--- START ---
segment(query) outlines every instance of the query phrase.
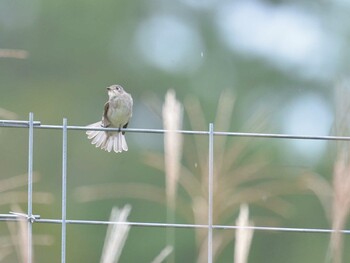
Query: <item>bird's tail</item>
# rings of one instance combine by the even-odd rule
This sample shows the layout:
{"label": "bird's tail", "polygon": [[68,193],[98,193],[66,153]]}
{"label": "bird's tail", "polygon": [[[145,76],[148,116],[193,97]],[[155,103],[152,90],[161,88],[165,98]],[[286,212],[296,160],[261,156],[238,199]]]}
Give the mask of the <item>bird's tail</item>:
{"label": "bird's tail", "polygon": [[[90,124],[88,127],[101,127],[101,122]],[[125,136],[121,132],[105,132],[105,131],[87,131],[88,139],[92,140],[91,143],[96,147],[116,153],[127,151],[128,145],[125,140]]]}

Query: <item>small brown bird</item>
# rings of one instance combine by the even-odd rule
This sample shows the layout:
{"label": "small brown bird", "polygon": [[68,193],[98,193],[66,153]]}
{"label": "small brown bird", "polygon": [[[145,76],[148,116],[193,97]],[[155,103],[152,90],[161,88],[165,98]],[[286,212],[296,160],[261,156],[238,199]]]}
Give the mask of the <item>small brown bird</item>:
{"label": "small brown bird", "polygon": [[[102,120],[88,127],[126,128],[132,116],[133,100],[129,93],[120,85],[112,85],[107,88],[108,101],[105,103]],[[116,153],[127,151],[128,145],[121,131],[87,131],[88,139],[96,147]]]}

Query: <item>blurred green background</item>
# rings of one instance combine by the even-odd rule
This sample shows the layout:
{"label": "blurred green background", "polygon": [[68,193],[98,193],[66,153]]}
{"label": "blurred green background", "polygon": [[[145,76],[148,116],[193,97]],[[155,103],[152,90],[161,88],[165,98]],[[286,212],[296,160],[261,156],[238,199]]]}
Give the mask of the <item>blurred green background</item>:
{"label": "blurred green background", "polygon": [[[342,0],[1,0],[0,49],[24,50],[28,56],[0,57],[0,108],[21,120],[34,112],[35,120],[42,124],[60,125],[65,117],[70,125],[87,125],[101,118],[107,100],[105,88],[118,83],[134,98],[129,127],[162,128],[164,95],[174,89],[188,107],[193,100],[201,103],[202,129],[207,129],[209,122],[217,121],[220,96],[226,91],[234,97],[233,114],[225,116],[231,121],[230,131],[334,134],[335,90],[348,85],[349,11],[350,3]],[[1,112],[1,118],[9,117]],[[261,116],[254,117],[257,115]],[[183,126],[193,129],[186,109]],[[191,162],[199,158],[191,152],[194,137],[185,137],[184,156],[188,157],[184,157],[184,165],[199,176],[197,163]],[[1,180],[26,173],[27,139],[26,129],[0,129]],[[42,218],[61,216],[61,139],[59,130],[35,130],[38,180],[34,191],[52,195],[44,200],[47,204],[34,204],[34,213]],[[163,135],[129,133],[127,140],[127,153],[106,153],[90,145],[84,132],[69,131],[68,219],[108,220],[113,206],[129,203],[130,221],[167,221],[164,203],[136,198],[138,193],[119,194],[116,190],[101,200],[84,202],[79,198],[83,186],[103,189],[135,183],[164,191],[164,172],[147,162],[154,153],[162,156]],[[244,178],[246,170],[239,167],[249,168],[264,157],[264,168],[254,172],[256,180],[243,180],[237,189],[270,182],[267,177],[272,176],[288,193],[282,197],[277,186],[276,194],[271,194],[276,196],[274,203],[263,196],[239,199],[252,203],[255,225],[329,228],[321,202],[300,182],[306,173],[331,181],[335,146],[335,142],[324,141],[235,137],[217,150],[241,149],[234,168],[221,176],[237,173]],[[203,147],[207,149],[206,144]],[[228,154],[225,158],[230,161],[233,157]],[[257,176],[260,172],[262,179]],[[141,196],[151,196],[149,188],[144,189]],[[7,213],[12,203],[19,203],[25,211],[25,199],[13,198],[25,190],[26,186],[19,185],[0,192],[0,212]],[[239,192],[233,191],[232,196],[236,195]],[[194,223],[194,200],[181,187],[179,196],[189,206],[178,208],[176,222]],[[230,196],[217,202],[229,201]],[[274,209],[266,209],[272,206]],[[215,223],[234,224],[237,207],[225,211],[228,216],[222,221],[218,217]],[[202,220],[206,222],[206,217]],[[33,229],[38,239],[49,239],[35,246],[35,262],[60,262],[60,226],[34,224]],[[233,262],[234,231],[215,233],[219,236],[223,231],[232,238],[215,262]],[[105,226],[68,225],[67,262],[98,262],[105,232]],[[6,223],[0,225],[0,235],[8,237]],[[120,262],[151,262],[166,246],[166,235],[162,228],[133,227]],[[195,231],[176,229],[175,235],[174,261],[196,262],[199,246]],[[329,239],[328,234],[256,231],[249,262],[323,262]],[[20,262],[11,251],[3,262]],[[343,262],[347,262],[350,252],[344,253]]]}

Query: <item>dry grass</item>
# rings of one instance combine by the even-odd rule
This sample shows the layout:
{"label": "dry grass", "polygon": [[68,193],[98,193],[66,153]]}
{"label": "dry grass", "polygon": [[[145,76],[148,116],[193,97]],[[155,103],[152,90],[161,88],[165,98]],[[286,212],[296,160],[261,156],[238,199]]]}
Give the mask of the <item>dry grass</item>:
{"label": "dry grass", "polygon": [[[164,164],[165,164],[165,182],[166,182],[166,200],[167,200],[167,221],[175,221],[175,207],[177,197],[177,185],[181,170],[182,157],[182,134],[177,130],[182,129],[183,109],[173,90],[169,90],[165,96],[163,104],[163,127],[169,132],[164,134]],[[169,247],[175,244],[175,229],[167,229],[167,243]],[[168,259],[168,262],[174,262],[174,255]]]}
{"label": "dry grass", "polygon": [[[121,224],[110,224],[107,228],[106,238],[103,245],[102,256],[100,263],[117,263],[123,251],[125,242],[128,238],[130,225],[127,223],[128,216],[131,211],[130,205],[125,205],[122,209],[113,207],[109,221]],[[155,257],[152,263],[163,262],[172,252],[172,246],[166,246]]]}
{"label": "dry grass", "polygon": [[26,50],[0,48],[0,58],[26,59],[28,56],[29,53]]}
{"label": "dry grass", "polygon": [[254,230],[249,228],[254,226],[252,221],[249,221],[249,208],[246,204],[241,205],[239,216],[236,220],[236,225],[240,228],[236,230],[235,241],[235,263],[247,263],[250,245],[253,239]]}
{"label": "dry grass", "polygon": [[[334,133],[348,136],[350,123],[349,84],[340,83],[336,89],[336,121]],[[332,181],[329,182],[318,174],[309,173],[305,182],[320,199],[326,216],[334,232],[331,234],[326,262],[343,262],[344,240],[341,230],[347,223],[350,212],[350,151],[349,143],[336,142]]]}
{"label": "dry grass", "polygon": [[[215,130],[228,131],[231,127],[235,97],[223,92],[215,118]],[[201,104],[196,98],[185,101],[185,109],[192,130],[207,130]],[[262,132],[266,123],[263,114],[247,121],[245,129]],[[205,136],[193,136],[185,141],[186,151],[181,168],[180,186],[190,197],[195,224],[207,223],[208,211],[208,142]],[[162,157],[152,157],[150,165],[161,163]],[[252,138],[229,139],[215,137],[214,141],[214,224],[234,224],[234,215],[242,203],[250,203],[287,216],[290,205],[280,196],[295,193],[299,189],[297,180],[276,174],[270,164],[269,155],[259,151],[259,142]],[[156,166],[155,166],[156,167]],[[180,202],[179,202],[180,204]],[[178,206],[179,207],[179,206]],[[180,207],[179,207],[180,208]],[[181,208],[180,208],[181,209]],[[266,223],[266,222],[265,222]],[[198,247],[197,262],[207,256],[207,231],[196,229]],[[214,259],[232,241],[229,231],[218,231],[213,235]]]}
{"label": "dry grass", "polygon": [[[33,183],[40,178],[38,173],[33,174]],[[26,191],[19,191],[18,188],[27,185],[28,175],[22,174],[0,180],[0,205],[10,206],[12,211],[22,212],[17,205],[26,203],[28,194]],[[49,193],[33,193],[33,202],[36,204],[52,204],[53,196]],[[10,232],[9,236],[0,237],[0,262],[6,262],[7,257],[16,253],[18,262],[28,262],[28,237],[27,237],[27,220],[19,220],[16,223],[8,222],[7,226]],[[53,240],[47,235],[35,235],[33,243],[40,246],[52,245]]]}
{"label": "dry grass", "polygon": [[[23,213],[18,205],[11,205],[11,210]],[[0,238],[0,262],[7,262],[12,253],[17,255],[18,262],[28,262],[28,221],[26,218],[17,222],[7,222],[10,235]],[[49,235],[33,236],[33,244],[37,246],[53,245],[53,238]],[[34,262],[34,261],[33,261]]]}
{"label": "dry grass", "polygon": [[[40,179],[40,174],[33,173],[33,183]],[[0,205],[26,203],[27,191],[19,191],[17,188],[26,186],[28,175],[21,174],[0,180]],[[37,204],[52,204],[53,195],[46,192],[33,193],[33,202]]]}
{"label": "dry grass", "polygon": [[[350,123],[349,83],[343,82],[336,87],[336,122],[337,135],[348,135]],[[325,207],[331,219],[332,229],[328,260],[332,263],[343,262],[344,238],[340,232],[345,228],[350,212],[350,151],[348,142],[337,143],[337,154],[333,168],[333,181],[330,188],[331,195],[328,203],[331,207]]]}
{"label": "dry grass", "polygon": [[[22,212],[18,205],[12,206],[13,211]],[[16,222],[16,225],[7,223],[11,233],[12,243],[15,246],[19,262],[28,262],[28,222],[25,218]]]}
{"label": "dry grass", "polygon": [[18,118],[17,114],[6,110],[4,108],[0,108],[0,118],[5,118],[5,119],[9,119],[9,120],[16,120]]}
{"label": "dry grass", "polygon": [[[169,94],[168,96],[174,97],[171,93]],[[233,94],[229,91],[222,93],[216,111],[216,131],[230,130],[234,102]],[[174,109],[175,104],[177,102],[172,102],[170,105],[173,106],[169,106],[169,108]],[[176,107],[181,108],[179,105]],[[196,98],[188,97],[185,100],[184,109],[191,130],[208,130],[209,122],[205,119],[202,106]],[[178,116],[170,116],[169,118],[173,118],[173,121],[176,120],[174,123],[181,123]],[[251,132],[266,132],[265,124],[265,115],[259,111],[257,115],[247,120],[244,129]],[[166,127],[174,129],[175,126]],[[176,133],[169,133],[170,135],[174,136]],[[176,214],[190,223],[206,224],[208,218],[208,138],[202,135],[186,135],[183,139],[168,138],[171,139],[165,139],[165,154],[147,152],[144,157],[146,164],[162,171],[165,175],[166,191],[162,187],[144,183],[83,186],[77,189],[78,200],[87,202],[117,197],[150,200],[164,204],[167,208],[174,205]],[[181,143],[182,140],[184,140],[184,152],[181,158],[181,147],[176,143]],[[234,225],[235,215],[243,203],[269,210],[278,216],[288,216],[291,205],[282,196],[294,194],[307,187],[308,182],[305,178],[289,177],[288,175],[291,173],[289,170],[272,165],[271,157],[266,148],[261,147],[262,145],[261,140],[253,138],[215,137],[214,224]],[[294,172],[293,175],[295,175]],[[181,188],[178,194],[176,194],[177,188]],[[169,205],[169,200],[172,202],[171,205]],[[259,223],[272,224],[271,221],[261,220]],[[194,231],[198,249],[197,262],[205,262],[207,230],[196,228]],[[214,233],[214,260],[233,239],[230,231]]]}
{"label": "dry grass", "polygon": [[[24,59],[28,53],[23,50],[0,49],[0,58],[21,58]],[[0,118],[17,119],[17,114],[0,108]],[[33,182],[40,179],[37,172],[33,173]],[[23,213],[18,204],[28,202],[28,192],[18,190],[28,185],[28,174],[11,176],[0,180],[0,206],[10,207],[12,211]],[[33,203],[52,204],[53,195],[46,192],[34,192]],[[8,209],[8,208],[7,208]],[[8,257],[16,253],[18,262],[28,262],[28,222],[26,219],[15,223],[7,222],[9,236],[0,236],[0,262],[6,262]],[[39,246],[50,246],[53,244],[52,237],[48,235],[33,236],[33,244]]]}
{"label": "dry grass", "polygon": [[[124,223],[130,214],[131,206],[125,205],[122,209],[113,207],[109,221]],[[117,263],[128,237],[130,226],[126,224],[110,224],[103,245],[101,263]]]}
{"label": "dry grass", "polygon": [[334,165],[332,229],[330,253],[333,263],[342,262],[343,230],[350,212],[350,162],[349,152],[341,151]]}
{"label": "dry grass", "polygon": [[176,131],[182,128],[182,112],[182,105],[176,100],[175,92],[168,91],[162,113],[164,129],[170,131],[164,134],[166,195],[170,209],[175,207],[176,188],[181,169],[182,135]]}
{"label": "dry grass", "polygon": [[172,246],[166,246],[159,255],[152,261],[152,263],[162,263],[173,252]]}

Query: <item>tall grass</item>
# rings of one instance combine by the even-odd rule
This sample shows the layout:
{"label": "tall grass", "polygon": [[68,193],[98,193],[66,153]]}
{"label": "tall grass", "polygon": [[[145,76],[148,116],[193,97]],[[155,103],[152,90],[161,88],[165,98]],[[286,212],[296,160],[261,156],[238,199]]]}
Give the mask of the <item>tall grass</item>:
--- END ---
§ WHAT THIS TASK INVOLVES: Search the entries above for the string "tall". Copy each line that holds it.

§ TASK RESPONSE:
Query: <item>tall grass</item>
{"label": "tall grass", "polygon": [[68,193],[98,193],[66,153]]}
{"label": "tall grass", "polygon": [[[145,76],[148,116],[193,97]],[[155,103],[152,90],[161,88],[165,98]],[[286,212],[296,160],[261,156],[238,199]]]}
Give the mask of the <item>tall grass</item>:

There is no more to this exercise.